— Exercise task —
Carry on the piece below about using Excel for project controls, picking up right after its final sentence.

--- Start of Text section ---

Excel® is great. It’s widely available, easy to use, and capable of some fairly complicated calculations. For example, if you needed to solve for patterns of acoustical radiation, Excel has a built-in formula for it. You can use the program to do just about anything.

You really shouldn’t use it for project controls. Here’s why.

It’s true, technically, that Excel has the sophistication to create files complex enough to manage a multi-million-dollar capital project. And in reality, it’s the de-facto solution for many organizations struggling to bring together project data from a number of disparate systems, such as accounting, scheduling, procurement, and timekeeping. The files they use are terrifying to behold: multi-megabyte monstrosities, often exceeding attachment limits on the org’s mail servers. Usually interlinked with who knows how many source data files, which makes sending the file to someone a challenge. Plus, the sheets are so intricate and complicated that there’s usually just one person in the whole organization who can interpret the information, like the Oracle at Delphi.

What happens when that person is out sick? Or retires?

Even aside from that, how long does it take to get information out of those files in a format that’s meaningful and understandable to stakeholders and project owners? How long does it actually take to create a monthly cost report?  When those stakeholders see something that raises a question, how long does it take to provide them a more detailed look? The answer, at least for one organization, is “a very long time.”

--- End of Text section ---
--- Start of Data listing ---

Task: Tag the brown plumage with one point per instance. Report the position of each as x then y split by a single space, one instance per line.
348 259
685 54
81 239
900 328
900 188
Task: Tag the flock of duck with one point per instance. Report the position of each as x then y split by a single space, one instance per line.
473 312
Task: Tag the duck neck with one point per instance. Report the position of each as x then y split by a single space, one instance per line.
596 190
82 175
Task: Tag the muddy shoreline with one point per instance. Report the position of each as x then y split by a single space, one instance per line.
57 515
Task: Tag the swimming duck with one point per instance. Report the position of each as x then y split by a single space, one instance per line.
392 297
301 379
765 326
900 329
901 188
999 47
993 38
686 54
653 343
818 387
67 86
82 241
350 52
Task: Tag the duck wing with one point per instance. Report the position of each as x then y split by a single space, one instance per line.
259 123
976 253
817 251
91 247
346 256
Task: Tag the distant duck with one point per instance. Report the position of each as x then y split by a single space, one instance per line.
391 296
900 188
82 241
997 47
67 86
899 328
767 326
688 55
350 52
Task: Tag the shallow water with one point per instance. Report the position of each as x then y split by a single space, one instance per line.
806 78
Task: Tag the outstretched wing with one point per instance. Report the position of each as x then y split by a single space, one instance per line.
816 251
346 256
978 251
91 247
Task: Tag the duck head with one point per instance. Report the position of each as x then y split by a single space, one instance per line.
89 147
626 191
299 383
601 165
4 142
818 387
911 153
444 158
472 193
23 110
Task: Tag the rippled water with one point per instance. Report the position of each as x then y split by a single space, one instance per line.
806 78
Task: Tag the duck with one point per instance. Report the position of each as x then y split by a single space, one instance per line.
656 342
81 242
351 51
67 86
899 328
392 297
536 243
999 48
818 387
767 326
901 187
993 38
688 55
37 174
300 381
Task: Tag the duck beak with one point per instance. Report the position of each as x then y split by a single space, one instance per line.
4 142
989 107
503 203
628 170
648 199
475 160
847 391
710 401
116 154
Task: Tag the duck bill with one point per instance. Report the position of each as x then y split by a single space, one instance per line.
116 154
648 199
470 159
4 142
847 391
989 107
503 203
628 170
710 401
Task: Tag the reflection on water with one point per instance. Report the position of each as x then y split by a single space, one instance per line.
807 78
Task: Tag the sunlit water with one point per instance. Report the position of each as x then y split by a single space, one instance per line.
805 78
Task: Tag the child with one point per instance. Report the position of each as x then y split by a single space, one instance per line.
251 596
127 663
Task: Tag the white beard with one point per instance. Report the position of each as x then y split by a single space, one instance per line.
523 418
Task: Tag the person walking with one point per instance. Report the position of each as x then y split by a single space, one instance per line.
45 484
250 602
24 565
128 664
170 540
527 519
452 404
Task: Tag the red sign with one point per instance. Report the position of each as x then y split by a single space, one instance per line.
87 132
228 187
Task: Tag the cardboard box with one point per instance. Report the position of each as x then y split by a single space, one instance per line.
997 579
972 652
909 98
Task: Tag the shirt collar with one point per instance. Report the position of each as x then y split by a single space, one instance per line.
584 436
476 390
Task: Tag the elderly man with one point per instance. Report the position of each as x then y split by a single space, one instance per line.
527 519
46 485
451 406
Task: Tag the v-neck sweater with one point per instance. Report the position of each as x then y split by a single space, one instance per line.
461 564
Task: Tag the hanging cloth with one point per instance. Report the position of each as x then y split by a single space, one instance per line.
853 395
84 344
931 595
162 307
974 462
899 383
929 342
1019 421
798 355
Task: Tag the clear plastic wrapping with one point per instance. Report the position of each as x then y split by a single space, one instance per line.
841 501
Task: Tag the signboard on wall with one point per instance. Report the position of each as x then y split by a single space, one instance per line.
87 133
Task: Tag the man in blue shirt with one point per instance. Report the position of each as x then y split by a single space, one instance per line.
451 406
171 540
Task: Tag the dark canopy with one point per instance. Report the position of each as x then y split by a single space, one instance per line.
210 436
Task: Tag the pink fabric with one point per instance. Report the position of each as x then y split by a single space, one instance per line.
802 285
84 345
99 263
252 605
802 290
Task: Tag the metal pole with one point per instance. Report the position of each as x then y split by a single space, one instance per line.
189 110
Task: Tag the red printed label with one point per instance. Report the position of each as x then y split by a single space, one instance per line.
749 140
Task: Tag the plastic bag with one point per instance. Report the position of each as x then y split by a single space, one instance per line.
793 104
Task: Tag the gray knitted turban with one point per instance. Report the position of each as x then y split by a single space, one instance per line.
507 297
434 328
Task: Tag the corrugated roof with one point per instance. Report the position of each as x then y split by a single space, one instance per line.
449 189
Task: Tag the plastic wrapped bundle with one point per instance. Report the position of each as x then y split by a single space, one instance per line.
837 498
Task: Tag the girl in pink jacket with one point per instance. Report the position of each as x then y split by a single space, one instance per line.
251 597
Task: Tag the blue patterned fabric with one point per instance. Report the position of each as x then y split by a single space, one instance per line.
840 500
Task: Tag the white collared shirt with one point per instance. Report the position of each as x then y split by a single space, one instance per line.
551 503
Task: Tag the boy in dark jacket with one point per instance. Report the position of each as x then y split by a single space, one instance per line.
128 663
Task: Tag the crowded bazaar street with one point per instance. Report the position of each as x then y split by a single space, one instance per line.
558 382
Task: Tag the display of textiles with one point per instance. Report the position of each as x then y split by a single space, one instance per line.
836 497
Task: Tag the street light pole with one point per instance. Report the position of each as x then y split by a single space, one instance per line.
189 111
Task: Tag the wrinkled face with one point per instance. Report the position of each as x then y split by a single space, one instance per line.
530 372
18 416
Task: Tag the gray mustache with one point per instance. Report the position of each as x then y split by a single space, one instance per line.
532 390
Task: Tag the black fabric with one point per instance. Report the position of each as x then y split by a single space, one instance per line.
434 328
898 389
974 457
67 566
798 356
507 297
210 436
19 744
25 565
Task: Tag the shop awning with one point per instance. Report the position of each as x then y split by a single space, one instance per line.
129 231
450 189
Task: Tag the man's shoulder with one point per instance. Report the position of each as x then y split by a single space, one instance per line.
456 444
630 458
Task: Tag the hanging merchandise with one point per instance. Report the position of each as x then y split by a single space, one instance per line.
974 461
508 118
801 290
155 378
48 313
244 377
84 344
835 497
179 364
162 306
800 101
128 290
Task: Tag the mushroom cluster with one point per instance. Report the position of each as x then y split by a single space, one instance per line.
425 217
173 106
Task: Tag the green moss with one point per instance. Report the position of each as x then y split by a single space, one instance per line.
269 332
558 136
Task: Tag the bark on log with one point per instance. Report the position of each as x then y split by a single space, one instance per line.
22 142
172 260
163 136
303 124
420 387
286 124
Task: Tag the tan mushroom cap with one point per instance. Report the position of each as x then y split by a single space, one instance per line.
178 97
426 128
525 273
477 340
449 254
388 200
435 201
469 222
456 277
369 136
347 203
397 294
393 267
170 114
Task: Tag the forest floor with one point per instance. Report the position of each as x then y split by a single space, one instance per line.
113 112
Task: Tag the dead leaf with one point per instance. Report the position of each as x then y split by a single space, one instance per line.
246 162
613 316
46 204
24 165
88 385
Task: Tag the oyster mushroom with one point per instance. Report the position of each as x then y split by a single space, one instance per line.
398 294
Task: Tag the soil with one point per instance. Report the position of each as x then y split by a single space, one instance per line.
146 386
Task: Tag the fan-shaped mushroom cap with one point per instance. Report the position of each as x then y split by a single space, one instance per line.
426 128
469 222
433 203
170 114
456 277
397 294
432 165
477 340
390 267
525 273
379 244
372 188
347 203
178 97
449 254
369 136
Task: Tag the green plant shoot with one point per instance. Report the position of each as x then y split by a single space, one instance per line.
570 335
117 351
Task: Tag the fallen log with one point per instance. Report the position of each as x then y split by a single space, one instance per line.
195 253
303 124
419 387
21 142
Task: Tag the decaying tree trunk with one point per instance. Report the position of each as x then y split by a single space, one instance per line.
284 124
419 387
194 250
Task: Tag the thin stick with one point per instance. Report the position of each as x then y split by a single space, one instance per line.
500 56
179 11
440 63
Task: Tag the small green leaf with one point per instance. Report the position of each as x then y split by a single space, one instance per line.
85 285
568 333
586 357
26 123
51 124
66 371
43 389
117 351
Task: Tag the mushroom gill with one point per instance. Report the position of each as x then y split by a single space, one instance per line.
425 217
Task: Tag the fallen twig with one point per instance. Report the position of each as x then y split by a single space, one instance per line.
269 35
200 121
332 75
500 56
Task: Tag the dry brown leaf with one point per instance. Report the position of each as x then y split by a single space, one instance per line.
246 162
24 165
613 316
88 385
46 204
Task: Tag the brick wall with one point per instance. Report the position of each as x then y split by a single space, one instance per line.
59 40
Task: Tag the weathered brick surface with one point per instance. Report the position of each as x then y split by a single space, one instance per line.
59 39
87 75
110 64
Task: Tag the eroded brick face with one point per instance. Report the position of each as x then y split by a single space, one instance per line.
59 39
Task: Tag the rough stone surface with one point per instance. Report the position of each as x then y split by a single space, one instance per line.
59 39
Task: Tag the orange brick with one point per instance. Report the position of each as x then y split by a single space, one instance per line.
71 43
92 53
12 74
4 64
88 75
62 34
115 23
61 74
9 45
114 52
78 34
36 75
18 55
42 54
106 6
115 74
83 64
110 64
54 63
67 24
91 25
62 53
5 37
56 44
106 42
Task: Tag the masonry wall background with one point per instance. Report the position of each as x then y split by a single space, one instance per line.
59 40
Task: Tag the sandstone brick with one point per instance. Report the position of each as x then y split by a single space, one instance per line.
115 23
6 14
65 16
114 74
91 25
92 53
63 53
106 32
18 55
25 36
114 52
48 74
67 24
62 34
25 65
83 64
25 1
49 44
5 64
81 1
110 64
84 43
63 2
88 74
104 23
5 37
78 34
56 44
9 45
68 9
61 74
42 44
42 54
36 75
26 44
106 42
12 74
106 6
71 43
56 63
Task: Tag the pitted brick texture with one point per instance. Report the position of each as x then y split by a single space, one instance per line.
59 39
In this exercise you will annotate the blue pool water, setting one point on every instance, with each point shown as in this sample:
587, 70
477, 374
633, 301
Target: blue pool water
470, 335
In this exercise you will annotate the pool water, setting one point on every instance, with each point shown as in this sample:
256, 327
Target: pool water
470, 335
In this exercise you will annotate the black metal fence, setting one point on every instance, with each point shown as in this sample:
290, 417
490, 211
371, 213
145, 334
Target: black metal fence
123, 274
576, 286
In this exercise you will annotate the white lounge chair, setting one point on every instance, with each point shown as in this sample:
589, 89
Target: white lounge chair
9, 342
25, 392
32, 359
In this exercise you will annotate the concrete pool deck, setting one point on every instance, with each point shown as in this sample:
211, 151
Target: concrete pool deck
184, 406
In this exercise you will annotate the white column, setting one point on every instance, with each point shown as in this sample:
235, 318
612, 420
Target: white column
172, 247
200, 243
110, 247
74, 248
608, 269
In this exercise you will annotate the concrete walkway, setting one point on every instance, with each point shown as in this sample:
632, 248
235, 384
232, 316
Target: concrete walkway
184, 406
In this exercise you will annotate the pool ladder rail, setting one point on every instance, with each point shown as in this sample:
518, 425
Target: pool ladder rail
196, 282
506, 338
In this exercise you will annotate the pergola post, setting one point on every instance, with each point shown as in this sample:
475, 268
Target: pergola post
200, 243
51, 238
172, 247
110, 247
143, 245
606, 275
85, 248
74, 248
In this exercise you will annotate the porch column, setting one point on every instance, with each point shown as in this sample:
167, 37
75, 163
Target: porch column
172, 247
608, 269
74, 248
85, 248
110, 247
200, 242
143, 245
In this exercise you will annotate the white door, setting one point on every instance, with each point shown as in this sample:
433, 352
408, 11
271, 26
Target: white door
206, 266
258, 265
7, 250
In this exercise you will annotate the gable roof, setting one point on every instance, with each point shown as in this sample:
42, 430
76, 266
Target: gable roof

--- End of Data listing ---

— Final result —
As they began a search for a cost-management system, a then-prospective client of EcoSys who relied heavily on Excel conducted an internal review of how their project controls workers – cost engineers, for example – were spending their time. They assumed that the lion’s share would be spent on the high-value work they were hired to perform. The reality, they found, was that more than 60 percent of their time was taken up with low-value, manual-labor tasks like file extracts, duplicate data entry, and compiling reports.

Even if your cost engineers, schedulers, portfolio managers, and other project controls team members spend half that much time on low-value work, it’s costing your organization a lot of money.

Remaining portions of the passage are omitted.